■ **WRITTEN TASK**
Reproduce every record below exactly as it appears.

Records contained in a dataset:
◇ ◇ ◇ ◇

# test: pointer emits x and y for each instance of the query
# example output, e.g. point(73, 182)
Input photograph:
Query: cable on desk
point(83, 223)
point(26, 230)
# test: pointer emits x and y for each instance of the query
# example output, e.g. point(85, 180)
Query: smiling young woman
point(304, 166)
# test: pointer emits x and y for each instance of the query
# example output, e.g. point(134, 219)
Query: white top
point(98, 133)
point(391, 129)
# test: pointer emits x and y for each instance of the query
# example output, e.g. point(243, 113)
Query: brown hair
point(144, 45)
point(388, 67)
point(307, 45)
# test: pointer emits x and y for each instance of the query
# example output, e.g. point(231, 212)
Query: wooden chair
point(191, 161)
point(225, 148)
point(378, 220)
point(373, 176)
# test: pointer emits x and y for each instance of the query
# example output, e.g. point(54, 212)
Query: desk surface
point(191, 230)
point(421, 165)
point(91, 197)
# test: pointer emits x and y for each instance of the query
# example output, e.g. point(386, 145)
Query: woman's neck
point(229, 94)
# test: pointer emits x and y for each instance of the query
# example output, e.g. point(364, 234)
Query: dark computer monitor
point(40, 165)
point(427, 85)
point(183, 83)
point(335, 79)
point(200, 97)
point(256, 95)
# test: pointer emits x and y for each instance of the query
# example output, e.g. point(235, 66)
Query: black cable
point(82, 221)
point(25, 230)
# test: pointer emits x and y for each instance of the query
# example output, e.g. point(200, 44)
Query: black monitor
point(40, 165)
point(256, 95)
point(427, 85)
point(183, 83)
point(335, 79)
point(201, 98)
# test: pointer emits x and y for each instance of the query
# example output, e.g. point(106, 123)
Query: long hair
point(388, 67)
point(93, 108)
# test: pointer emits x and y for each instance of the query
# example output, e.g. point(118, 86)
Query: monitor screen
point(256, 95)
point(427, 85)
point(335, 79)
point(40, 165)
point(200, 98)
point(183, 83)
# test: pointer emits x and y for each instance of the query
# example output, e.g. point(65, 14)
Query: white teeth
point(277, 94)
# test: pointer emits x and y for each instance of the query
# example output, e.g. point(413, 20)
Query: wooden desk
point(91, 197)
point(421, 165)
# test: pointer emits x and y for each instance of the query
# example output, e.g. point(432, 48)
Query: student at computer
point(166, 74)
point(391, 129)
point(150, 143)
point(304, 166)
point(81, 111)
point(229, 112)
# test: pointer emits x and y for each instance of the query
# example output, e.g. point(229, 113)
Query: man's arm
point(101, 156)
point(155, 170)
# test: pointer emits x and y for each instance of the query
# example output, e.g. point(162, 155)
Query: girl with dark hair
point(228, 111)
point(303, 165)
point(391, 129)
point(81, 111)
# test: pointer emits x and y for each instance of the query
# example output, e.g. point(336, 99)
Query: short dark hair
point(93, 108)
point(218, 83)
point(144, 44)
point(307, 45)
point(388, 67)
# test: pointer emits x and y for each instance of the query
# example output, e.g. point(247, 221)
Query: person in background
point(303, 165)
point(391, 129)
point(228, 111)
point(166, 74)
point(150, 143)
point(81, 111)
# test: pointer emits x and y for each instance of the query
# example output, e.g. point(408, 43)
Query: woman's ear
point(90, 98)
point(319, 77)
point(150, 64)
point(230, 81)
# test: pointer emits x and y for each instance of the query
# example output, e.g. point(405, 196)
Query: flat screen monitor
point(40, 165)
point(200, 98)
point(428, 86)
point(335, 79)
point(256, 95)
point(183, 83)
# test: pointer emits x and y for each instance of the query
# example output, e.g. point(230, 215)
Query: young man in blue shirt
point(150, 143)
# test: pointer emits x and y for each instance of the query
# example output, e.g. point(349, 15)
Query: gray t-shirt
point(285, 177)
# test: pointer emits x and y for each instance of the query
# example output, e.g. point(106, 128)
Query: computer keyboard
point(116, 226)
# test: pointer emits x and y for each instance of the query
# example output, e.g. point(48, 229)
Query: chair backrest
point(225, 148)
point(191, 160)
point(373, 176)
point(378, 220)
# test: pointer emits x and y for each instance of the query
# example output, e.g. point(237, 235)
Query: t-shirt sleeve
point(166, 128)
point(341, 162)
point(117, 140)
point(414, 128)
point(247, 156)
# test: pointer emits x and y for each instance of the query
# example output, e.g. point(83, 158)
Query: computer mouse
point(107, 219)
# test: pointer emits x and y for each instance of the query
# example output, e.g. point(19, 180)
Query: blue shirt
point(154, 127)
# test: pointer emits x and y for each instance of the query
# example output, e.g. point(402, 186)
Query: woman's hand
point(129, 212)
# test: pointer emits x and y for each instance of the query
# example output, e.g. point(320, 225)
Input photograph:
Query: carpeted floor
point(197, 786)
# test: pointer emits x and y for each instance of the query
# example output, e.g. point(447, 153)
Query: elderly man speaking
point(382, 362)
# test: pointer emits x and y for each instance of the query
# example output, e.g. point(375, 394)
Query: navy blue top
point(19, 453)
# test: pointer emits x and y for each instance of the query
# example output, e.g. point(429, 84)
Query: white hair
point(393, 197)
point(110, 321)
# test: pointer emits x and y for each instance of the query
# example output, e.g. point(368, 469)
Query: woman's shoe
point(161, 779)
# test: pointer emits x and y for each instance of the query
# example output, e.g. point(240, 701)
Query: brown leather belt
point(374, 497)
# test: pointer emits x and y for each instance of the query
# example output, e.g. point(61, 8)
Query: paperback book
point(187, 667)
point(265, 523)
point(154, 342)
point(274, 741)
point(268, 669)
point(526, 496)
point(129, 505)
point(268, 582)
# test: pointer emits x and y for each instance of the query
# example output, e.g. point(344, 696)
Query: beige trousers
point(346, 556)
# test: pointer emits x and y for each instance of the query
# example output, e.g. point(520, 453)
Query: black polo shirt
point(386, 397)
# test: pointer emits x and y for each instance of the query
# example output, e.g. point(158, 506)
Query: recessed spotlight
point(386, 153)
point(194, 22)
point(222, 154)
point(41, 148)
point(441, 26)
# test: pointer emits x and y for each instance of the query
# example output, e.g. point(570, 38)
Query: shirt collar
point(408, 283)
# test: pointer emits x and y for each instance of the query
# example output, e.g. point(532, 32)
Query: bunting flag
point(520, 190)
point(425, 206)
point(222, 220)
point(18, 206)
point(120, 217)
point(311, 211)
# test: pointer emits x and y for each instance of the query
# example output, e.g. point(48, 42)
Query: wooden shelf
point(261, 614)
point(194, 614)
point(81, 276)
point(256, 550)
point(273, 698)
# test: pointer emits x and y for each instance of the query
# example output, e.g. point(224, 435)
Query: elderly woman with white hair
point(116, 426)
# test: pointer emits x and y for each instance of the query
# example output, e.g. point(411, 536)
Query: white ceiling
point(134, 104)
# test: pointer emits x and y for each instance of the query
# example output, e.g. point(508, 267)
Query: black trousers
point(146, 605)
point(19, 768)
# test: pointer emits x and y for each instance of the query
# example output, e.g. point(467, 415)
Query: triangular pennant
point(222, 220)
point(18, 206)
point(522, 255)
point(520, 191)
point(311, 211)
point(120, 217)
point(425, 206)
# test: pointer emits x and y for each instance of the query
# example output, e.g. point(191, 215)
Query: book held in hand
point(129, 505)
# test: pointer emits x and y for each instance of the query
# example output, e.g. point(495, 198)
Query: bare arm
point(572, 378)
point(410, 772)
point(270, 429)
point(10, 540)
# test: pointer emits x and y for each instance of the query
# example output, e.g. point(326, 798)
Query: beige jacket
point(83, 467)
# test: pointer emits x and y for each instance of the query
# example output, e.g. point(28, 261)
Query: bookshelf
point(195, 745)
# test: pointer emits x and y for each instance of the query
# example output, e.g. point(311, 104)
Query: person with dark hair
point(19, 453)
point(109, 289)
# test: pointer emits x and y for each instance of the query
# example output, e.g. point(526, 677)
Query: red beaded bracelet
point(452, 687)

◇ ◇ ◇ ◇

■ **THE RESULT**
# test: pointer emits x and y for each instance of the query
# example output, e.g. point(73, 182)
Input photograph:
Query: cable on desk
point(83, 223)
point(26, 230)
# test: pointer emits x and y for each instance of the query
# example output, e.g. point(85, 180)
Query: smiling young woman
point(304, 166)
# test: pointer emits x and y for each instance of the query
# example output, e.g. point(134, 219)
Query: white top
point(98, 133)
point(391, 129)
# test: pointer emits x and y for each instance of the query
# example output, e.g. point(243, 113)
Query: brown hair
point(144, 45)
point(388, 67)
point(307, 45)
# test: pointer emits x and y for each instance of the query
# example output, e.g. point(231, 212)
Query: wooden chair
point(191, 161)
point(225, 148)
point(378, 220)
point(373, 176)
# test: pointer emits x and y for each instance of the query
# example output, e.g. point(54, 212)
Query: desk surface
point(191, 230)
point(421, 165)
point(91, 197)
# test: pointer emits x and y for each instance of the query
# example output, e.g. point(386, 145)
Query: woman's neck
point(229, 94)
# test: pointer emits x and y for each instance of the query
# example output, e.g. point(364, 234)
Query: dark computer monitor
point(40, 165)
point(427, 85)
point(183, 83)
point(335, 79)
point(200, 97)
point(256, 95)
# test: pointer emits x and y for each instance of the query
# example output, e.g. point(235, 66)
Query: black cable
point(82, 221)
point(25, 230)
# test: pointer emits x and y for each instance of the query
# example output, e.g. point(200, 44)
Query: black monitor
point(40, 165)
point(256, 95)
point(427, 85)
point(183, 83)
point(335, 79)
point(201, 98)
# test: pointer emits x and y for each instance of the query
# example output, e.g. point(106, 123)
Query: long hair
point(388, 67)
point(93, 108)
# test: pointer emits x and y for each instance of the query
# example output, e.g. point(118, 86)
Query: monitor screen
point(256, 95)
point(427, 85)
point(335, 79)
point(40, 165)
point(200, 98)
point(183, 83)
# test: pointer emits x and y for each instance of the query
# example output, e.g. point(65, 14)
Query: white teeth
point(277, 94)
# test: pointer emits x and y for each instance of the query
# example output, e.g. point(413, 20)
Query: wooden desk
point(91, 197)
point(421, 165)
# test: pointer emits x and y for each instance of the query
# example output, e.g. point(432, 48)
Query: student at computer
point(166, 74)
point(391, 129)
point(150, 143)
point(304, 166)
point(81, 111)
point(229, 112)
# test: pointer emits x and y for each instance of the query
# example output, e.g. point(229, 113)
Query: man's arm
point(101, 156)
point(155, 170)
# test: pointer emits x and y for each instance of the query
# example output, e.g. point(162, 155)
Query: girl with dark hair
point(228, 111)
point(303, 165)
point(391, 129)
point(81, 111)
# test: pointer emits x and y for each instance of the query
# example output, e.g. point(336, 99)
Query: short dark hair
point(93, 108)
point(218, 83)
point(144, 44)
point(307, 45)
point(388, 67)
# test: pointer emits x and y for each instance of the query
# example output, e.g. point(247, 221)
Query: person in background
point(303, 165)
point(391, 129)
point(228, 111)
point(166, 74)
point(150, 143)
point(81, 111)
# test: pointer emits x and y for each instance of the query
# example output, e.g. point(408, 43)
Query: woman's ear
point(90, 98)
point(319, 77)
point(150, 64)
point(230, 81)
# test: pointer emits x and y for each instance of the query
# example output, e.g. point(405, 196)
Query: flat screen monitor
point(40, 165)
point(200, 98)
point(428, 86)
point(335, 79)
point(256, 95)
point(183, 83)
# test: pointer emits x and y for each instance of the query
# example output, e.g. point(230, 215)
Query: young man in blue shirt
point(150, 143)
# test: pointer emits x and y for each instance of the query
# example output, e.g. point(349, 15)
Query: gray t-shirt
point(285, 177)
# test: pointer emits x and y for each instance of the query
# example output, e.g. point(106, 128)
Query: computer keyboard
point(116, 226)
# test: pointer emits x and y for each instance of the query
# example output, e.g. point(48, 229)
Query: chair backrest
point(225, 148)
point(191, 160)
point(373, 176)
point(378, 220)
# test: pointer emits x and y for each instance of the query
# example output, e.g. point(237, 235)
Query: t-shirt sleeve
point(166, 128)
point(341, 162)
point(117, 140)
point(414, 128)
point(247, 156)
# test: pointer emits x and y for each instance of the query
# example output, e.g. point(83, 158)
Query: computer mouse
point(107, 219)
# test: pointer emits x and y for each instance of the query
# example output, e.g. point(19, 180)
Query: blue shirt
point(154, 127)
# test: pointer emits x and y for each instance of the query
# example output, e.g. point(402, 186)
Query: woman's hand
point(129, 212)
# test: pointer emits x and y for each instance of the query
# example output, e.g. point(320, 225)
Input photograph:
Query: carpeted floor
point(197, 786)
# test: pointer emits x and y for each instance of the query
# example output, e.g. point(447, 153)
Query: elderly man speaking
point(382, 362)
# test: pointer emits x and y for each instance of the query
# example output, e.g. point(375, 394)
Query: navy blue top
point(19, 453)
# test: pointer emits x and y for each instance of the query
# example output, e.g. point(429, 84)
Query: white hair
point(393, 197)
point(110, 321)
# test: pointer emits x and y for each instance of the query
# example output, e.g. point(368, 469)
Query: woman's shoe
point(161, 779)
# test: pointer emits x and y for each instance of the query
# example output, e.g. point(240, 701)
Query: brown leather belt
point(374, 497)
# test: pointer emits x and y for each instance of the query
# example output, e.g. point(61, 8)
Query: paperback book
point(187, 667)
point(265, 523)
point(154, 342)
point(274, 741)
point(268, 669)
point(526, 496)
point(129, 505)
point(268, 582)
# test: pointer emits x and y for each instance of the query
# example output, e.g. point(344, 696)
Query: beige trousers
point(346, 556)
# test: pointer emits x and y for each instance of the query
# example output, e.g. point(520, 453)
Query: black polo shirt
point(386, 397)
# test: pointer emits x and y for each instance of the query
# example output, e.g. point(158, 506)
Query: recessed spotlight
point(386, 153)
point(194, 22)
point(222, 154)
point(41, 148)
point(441, 26)
# test: pointer emits x and y for each instance of the query
# example output, e.g. point(570, 38)
Query: shirt collar
point(408, 283)
# test: pointer emits x and y for each instance of the query
# example output, e.g. point(532, 32)
Query: bunting flag
point(520, 190)
point(425, 206)
point(222, 220)
point(18, 206)
point(120, 217)
point(311, 211)
# test: pointer emits x and y for each instance of the query
# example output, e.g. point(48, 42)
Query: wooden shelf
point(261, 614)
point(194, 614)
point(81, 276)
point(256, 550)
point(273, 698)
# test: pointer emits x and y for each instance of the query
# example output, e.g. point(224, 435)
Query: elderly woman with white hair
point(116, 426)
# test: pointer emits x and y for each instance of the query
# example output, e.g. point(411, 536)
Query: white ceiling
point(134, 104)
# test: pointer emits x and y for each instance of the query
# example output, e.g. point(508, 267)
Query: black trousers
point(146, 605)
point(19, 768)
# test: pointer emits x and y for each instance of the query
# example output, e.g. point(467, 415)
Query: triangular pennant
point(222, 220)
point(18, 206)
point(522, 255)
point(520, 191)
point(311, 211)
point(120, 217)
point(425, 206)
# test: pointer emits x and y for each instance of the query
# example output, e.g. point(191, 215)
Query: book held in hand
point(129, 505)
# test: pointer emits x and y for each instance of the query
# example output, e.g. point(495, 198)
Query: bare arm
point(572, 378)
point(410, 772)
point(270, 429)
point(10, 540)
# test: pointer emits x and y for each instance of the query
# example output, e.g. point(326, 798)
Query: beige jacket
point(83, 467)
# test: pointer emits x and y for each instance of the query
# example output, e.g. point(28, 261)
Query: bookshelf
point(195, 745)
# test: pointer emits x and y for each instance of the query
# example output, e.g. point(311, 104)
Query: person with dark hair
point(19, 453)
point(109, 289)
# test: pointer emits x and y for each instance of the query
# example output, e.g. point(526, 677)
Query: red beaded bracelet
point(452, 687)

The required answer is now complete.